* [Page excerpt]:
——————————

But if you thought 2012 was hot, just wait a few years. Within the coming decades, years like 2012 may become simply “average.” And if we keep emitting CO2 at the current rate, it won’t be long before years like 2012 feel cold.

Average U.S. temperatures are already warmer than they used to be. The 2000s were hotter than the 1990s, and the 1990s were hotter than the 1980s. What’s happening in the U.S. looks like an enhanced version of the global trend, possibly helped by the effects of some natural variations. Scientists have shown that most global warming stems from rising greenhouse gas emissions that end up in the atmosphere from burning fossil fuels. And how those emissions are managed in the coming years will dictate how much hotter it will get this century.

And as future temperatures regularly reach the record levels of 2012, we can also expect to see more of the types of climate extremes that gripped the U.S. last year, including droughts, sea level rise, and more damaging storms.

The good news? Years like 2012 — when the average U.S. temperature was 3°F higher than was typical last century — could be about as bad as it gets.

The bad news? That will only be possible with extraordinary efforts to reduce carbon emissions and significant deployment of technology that captures CO­2 already in the atmosphere (which isn’t even ready for commercial use yet).

Climate Central’s interactive (above) shows that within 10-30 years, a year like 2012 will be an average year in the U.S. And a scant few decades later, typical years will probably be even hotter, perhaps by several degrees.

Climate models can predict how global temperatures will rise this century, depending on how much more CO2 is released into the atmosphere. The climate science research community has recently developed four scenarios for model simulations, each with a different greenhouse gas trajectory. Using these scenarios, it’s easy to see how radically different temperatures might be by 2100. Each line on the graph represents the average of dozens of simulations for each scenario. You can click through the buttons on the bottom of the interactive to see the full range of values for each scenario.

For example, in the interactive graphic above the high-emissions scenario (black) represents a future where greenhouse gas emissions continue to increase through 2100 and the total amount of CO­2 in the atmosphere climbs rapidly. With these kinds of emissions, average annual U.S. temperatures could be more than 7°F higher than what is normal today. Scientists believe that in order to avoid the most serious consequence of climate change, global temperatures shouldn’t rise more than 3.6°F (or 2°C) above the preindustrial average (and, globally, temperatures have risen nearly half that amount already).

——————————

* [Supplied material]:
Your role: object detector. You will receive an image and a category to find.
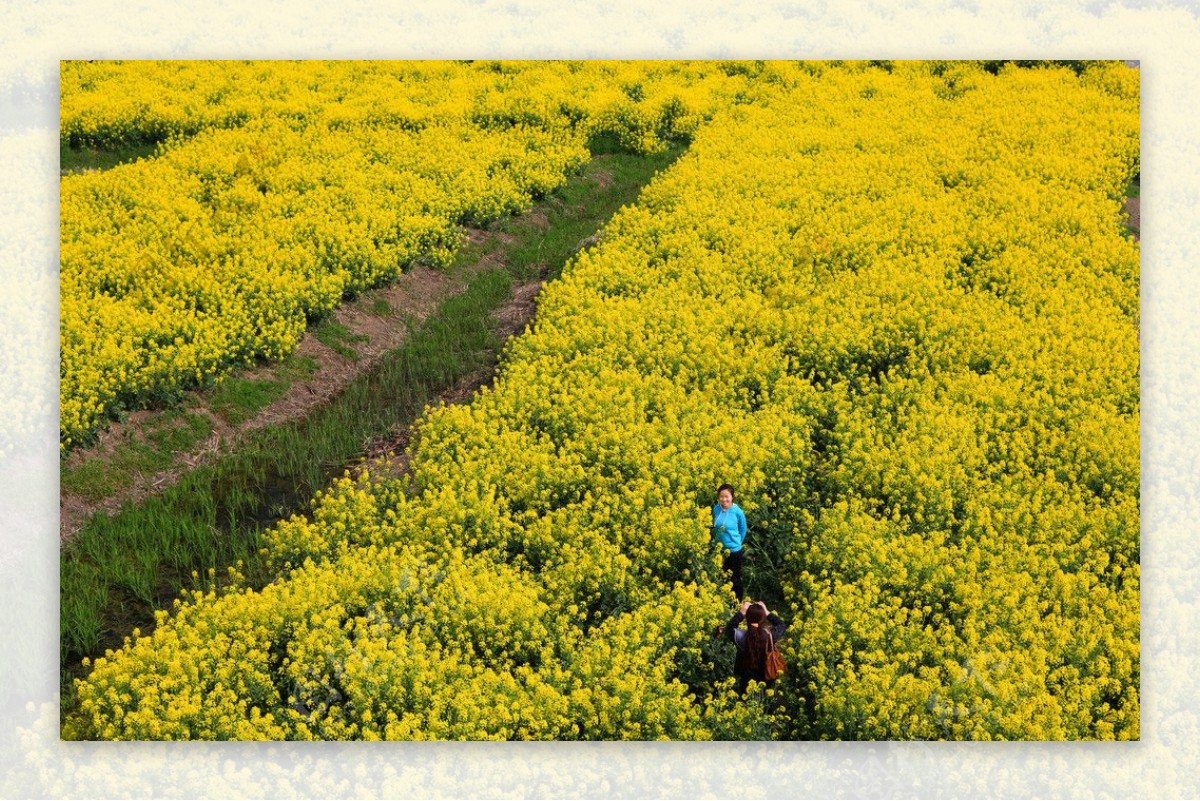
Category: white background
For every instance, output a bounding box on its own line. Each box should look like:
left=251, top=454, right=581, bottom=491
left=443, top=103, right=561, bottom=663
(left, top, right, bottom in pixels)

——————————

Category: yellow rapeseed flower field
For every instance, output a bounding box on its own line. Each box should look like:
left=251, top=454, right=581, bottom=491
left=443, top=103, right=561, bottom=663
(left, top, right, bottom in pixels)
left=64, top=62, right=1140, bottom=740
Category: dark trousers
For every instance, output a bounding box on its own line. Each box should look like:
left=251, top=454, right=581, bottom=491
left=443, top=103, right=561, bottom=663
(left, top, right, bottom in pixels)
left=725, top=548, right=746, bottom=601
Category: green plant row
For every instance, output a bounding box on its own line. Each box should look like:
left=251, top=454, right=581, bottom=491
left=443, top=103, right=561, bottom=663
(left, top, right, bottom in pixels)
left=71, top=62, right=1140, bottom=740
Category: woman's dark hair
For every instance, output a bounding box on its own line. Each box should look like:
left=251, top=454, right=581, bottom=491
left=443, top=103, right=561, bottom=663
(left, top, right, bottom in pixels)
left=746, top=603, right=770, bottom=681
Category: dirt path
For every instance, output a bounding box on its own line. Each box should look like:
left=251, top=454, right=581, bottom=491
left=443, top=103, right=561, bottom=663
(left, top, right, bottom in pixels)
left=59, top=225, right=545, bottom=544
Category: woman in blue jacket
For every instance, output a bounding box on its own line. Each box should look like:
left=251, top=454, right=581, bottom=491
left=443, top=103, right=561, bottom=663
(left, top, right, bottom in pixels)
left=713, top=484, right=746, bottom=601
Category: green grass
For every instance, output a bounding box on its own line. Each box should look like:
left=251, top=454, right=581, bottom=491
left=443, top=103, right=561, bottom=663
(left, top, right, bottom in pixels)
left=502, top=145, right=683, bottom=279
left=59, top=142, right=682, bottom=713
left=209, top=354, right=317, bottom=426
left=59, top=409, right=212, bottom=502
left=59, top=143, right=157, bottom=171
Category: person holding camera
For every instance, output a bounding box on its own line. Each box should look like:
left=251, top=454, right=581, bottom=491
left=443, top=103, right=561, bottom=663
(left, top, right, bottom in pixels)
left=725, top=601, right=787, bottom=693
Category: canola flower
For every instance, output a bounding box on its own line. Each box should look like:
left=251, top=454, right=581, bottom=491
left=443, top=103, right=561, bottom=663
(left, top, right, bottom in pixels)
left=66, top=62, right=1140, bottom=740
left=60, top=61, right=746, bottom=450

——————————

Reproduce the passage from the article on rising U.S. temperatures word for word, starting with "The bad news?" and going on through "by several degrees.".

The bad news? That will only be possible with extraordinary efforts to reduce carbon emissions and significant deployment of technology that captures CO­2 already in the atmosphere (which isn’t even ready for commercial use yet).

Climate Central’s interactive (above) shows that within 10-30 years, a year like 2012 will be an average year in the U.S. And a scant few decades later, typical years will probably be even hotter, perhaps by several degrees.